**SUPPLIED MATERIAL**
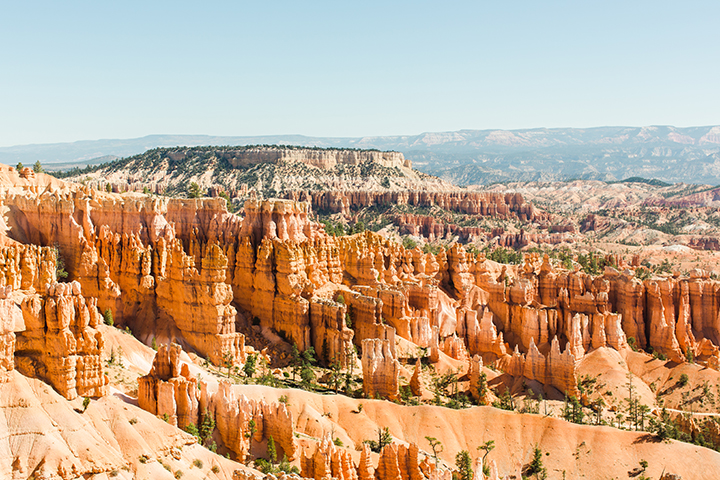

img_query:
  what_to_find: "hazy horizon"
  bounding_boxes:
[0,1,720,146]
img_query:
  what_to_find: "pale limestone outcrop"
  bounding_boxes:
[138,343,202,429]
[223,146,411,169]
[300,434,359,480]
[362,338,400,399]
[208,382,297,461]
[375,443,425,480]
[500,337,578,397]
[0,286,20,383]
[15,282,108,399]
[410,358,425,397]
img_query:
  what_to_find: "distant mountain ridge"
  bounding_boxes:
[0,126,720,185]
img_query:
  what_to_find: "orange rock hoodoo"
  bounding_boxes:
[138,344,297,461]
[5,176,720,402]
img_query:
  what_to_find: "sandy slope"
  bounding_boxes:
[231,386,720,479]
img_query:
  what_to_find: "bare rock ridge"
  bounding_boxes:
[6,163,719,404]
[0,162,720,480]
[219,146,412,169]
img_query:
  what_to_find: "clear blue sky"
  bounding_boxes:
[0,0,720,146]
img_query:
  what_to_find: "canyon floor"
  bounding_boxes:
[0,146,720,480]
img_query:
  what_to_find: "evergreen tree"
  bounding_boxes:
[455,450,474,480]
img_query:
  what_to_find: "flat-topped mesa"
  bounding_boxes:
[287,189,550,221]
[138,343,200,429]
[222,146,412,169]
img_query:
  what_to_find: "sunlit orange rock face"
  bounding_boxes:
[15,282,108,399]
[0,167,720,404]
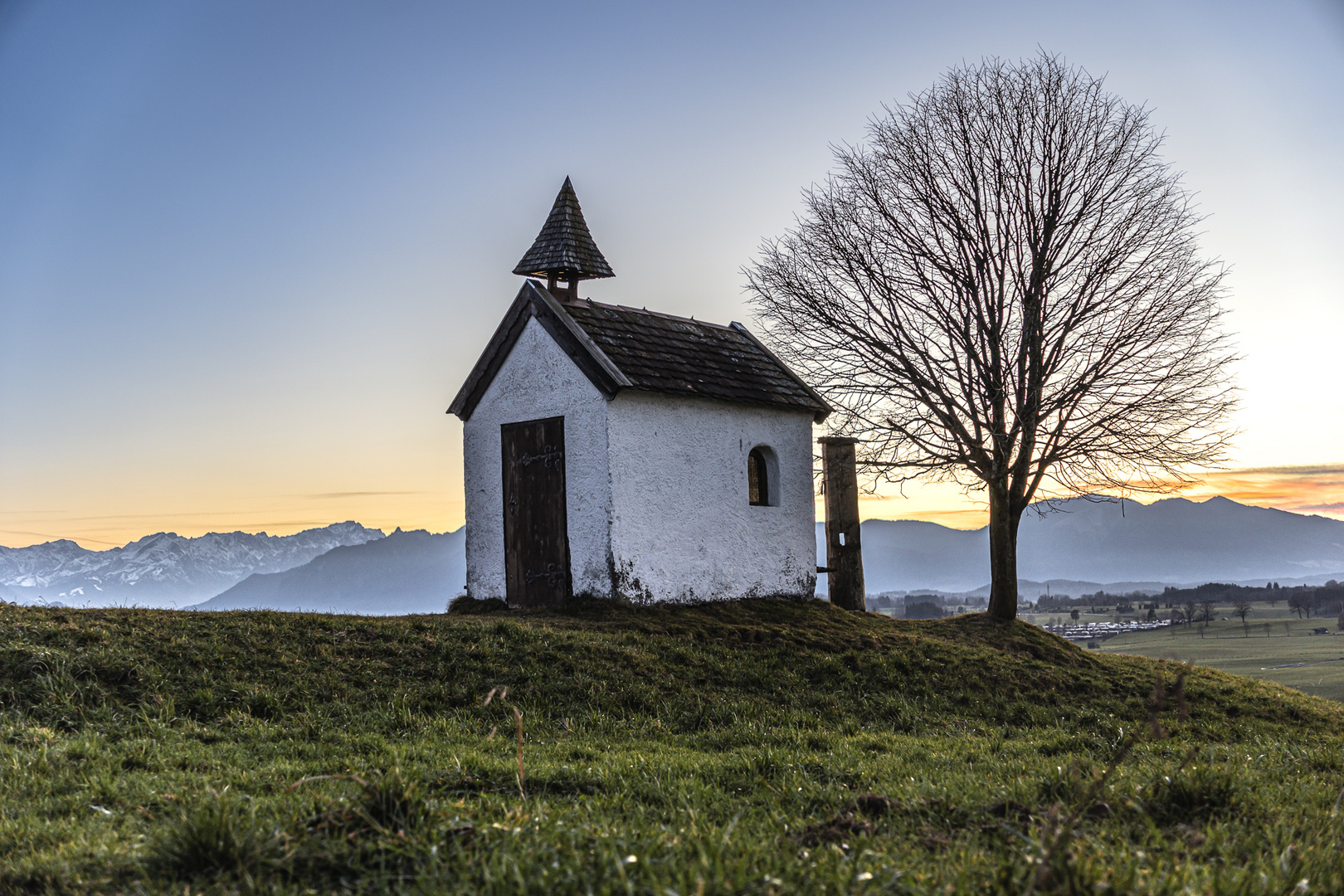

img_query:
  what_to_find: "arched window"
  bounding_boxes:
[747,447,770,506]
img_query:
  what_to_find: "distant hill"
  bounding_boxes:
[817,497,1344,598]
[0,523,383,607]
[197,528,466,616]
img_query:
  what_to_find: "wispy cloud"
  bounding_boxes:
[0,529,121,548]
[299,492,429,501]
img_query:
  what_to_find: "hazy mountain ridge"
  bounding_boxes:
[0,521,383,606]
[0,497,1344,614]
[195,528,466,616]
[819,497,1344,599]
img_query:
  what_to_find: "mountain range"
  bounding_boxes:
[0,523,383,607]
[197,528,466,616]
[7,497,1344,614]
[817,497,1344,599]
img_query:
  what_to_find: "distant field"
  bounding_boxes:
[1102,605,1344,703]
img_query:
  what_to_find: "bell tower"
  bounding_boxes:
[514,178,616,301]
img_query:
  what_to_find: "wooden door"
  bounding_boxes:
[500,416,570,607]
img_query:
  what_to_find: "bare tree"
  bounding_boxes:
[1233,598,1251,633]
[744,55,1234,619]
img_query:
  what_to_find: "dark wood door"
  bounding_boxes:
[500,416,570,607]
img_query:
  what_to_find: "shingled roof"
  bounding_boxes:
[449,280,830,423]
[514,178,616,280]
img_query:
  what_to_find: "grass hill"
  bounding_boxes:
[0,601,1344,896]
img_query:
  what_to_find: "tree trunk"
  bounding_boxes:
[989,482,1021,621]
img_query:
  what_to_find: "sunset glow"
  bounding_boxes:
[0,0,1344,548]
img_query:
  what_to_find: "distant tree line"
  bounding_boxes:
[1161,579,1344,623]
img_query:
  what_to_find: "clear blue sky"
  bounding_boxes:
[0,0,1344,547]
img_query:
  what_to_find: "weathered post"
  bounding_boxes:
[817,436,865,610]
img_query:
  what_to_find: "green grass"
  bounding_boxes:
[0,601,1344,896]
[1102,605,1344,701]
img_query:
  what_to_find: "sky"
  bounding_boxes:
[0,0,1344,549]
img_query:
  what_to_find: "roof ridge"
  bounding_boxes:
[566,298,733,330]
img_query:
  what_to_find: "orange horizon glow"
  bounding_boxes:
[10,464,1344,551]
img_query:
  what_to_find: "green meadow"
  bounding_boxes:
[1102,603,1344,701]
[0,601,1344,896]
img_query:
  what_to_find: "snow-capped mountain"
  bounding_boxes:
[195,528,466,616]
[0,523,383,607]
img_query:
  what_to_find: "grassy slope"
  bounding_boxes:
[0,601,1344,894]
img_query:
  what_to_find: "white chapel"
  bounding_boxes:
[449,178,830,607]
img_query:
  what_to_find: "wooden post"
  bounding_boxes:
[817,436,867,611]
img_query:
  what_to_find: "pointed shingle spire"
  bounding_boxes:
[514,178,614,298]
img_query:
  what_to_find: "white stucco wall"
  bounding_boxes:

**EXERCISE REQUIREMENTS**
Put every line of the items above into a Markdown table with the columns Row and Line, numbering the rows and omitting blank lines. Leave the pictures out of the table.

**WRITTEN REPLY**
| Row | Line |
|---|---|
| 1 | img_query: |
| 2 |   what_to_find: "hazy horizon" |
| 3 |   bounding_boxes: |
| 4 | [0,1,720,146] |
| 5 | img_query: |
| 6 |   what_to_find: "pale limestone outcrop" |
| 7 |   bounding_boxes: |
| 8 | [138,343,202,429] |
| 9 | [223,146,411,169] |
| 10 | [300,434,359,480] |
| 11 | [362,338,400,399] |
| 12 | [208,382,297,461] |
| 13 | [375,443,425,480] |
| 14 | [500,337,578,397] |
| 15 | [0,286,20,383] |
| 16 | [15,282,108,399] |
| 17 | [410,358,425,397] |
| 18 | img_query: |
| 19 |   what_to_find: "distant mountain ridge" |
| 20 |   bounding_boxes: |
| 21 | [0,126,720,185] |
| 22 | img_query: |
| 23 |   what_to_find: "orange rock hoodoo" |
| 24 |   bounding_boxes: |
| 25 | [138,344,297,461] |
| 26 | [5,176,720,402] |
| 27 | img_query: |
| 28 |   what_to_find: "sandy slope" |
| 29 |   bounding_boxes: |
| 30 | [231,386,720,479] |
| 31 | img_query: |
| 32 |   what_to_find: "bare rock ridge" |
| 33 |   bounding_boxes: |
| 34 | [6,163,719,404] |
| 35 | [0,162,720,480] |
| 36 | [219,146,412,169] |
| 37 | img_query: |
| 38 |   what_to_find: "clear blue sky" |
| 39 |   bounding_boxes: |
| 40 | [0,0,720,146] |
| 41 | img_query: |
| 42 |   what_to_find: "canyon floor" |
| 43 |   bounding_boxes: |
| 44 | [0,146,720,480] |
| 45 | img_query: |
| 46 |   what_to_find: "evergreen tree" |
| 47 |   bounding_boxes: |
| 48 | [455,450,474,480] |
| 49 | img_query: |
| 50 |   what_to_find: "flat-topped mesa" |
| 51 |   bounding_boxes: |
| 52 | [287,189,550,221] |
| 53 | [138,343,200,429] |
| 54 | [222,146,412,169] |
| 55 | img_query: |
| 56 |   what_to_find: "sunlit orange rock face" |
| 57 |   bounding_boxes: |
| 58 | [15,282,108,399] |
| 59 | [0,167,720,404] |
| 60 | img_query: |
| 61 |   what_to_find: "arched window" |
| 62 |   bounding_boxes: |
| 63 | [747,447,770,506] |
| 64 | img_query: |
| 65 |   what_to_find: "distant hill" |
| 66 |   bounding_boxes: |
| 67 | [817,497,1344,598] |
| 68 | [0,523,383,607] |
| 69 | [197,528,466,616] |
| 70 | img_query: |
| 71 |   what_to_find: "wispy cloud" |
| 72 |   bounding_boxes: |
| 73 | [0,529,121,548] |
| 74 | [299,492,429,501] |
| 75 | img_query: |
| 76 |   what_to_find: "hazy mountain ridge" |
| 77 |   bounding_boxes: |
| 78 | [0,521,383,606] |
| 79 | [0,497,1344,614] |
| 80 | [195,528,466,616] |
| 81 | [819,497,1344,599] |
| 82 | img_query: |
| 83 |   what_to_find: "mountain range" |
| 84 |   bounding_boxes: |
| 85 | [0,523,383,607] |
| 86 | [197,528,466,616] |
| 87 | [7,497,1344,614] |
| 88 | [817,497,1344,599] |
| 89 | img_query: |
| 90 |   what_to_find: "distant field" |
| 91 |   bounding_boxes: |
| 92 | [1102,605,1344,703] |
| 93 | img_query: |
| 94 |   what_to_find: "bell tower" |
| 95 |   bounding_boxes: |
| 96 | [514,178,616,301] |
| 97 | img_query: |
| 98 |   what_to_find: "wooden door" |
| 99 |   bounding_boxes: |
| 100 | [500,416,570,607] |
| 101 | img_query: |
| 102 |   what_to_find: "bare tree" |
| 103 |   bounding_boxes: |
| 104 | [1233,598,1251,633] |
| 105 | [744,55,1234,619] |
| 106 | img_query: |
| 107 |   what_to_find: "dark wood door" |
| 108 |   bounding_boxes: |
| 109 | [500,416,570,607] |
| 110 | img_query: |
| 111 |   what_to_find: "shingled roof" |
| 112 |   bounding_boxes: |
| 113 | [449,280,830,423] |
| 114 | [514,178,616,280] |
| 115 | img_query: |
| 116 |   what_to_find: "grass hill" |
| 117 |   bounding_boxes: |
| 118 | [0,601,1344,896] |
| 119 | img_query: |
| 120 |   what_to_find: "tree trunk" |
| 121 |   bounding_boxes: |
| 122 | [989,482,1021,621] |
| 123 | img_query: |
| 124 |   what_to_find: "sunset glow" |
| 125 |   bounding_boxes: |
| 126 | [0,0,1344,548] |
| 127 | img_query: |
| 128 |   what_to_find: "distant tree line" |
| 129 |   bounding_boxes: |
| 130 | [1161,579,1344,623] |
| 131 | img_query: |
| 132 |   what_to_find: "clear blue sky" |
| 133 |   bounding_boxes: |
| 134 | [0,0,1344,547] |
| 135 | img_query: |
| 136 |   what_to_find: "weathered post" |
| 137 |   bounding_boxes: |
| 138 | [817,436,865,610] |
| 139 | img_query: |
| 140 |   what_to_find: "green grass" |
| 141 |   bounding_boxes: |
| 142 | [0,601,1344,896] |
| 143 | [1102,605,1344,701] |
| 144 | img_query: |
| 145 |   what_to_find: "sky" |
| 146 |   bounding_boxes: |
| 147 | [0,0,1344,549] |
| 148 | img_query: |
| 149 |   what_to_find: "roof ridge" |
| 150 |   bounding_boxes: |
| 151 | [566,298,733,330] |
| 152 | img_query: |
| 153 |   what_to_find: "orange horizon glow" |
| 154 |   bounding_boxes: |
| 155 | [10,464,1344,551] |
| 156 | img_query: |
| 157 |   what_to_find: "green meadow" |
| 158 |   bounding_boxes: |
| 159 | [1102,603,1344,701] |
| 160 | [0,601,1344,896] |
| 161 | img_query: |
| 162 |   what_to_find: "snow-capped mountain" |
| 163 |   bounding_boxes: |
| 164 | [195,528,466,616] |
| 165 | [0,523,383,607] |
| 166 | img_query: |
| 167 |   what_to_find: "grassy slope" |
| 168 |   bounding_boxes: |
| 169 | [0,601,1344,894] |
| 170 | img_query: |
| 171 |   what_to_find: "white chapel" |
| 172 |   bounding_boxes: |
| 173 | [449,178,830,607] |
| 174 | img_query: |
| 175 |   what_to_find: "wooden post" |
| 176 |   bounding_boxes: |
| 177 | [817,436,867,611] |
| 178 | img_query: |
| 179 |   what_to_find: "pointed shingle spire" |
| 180 |   bounding_boxes: |
| 181 | [514,178,614,298] |
| 182 | img_query: |
| 183 |   what_to_find: "white stucco wall" |
| 184 |   bounding_boxes: |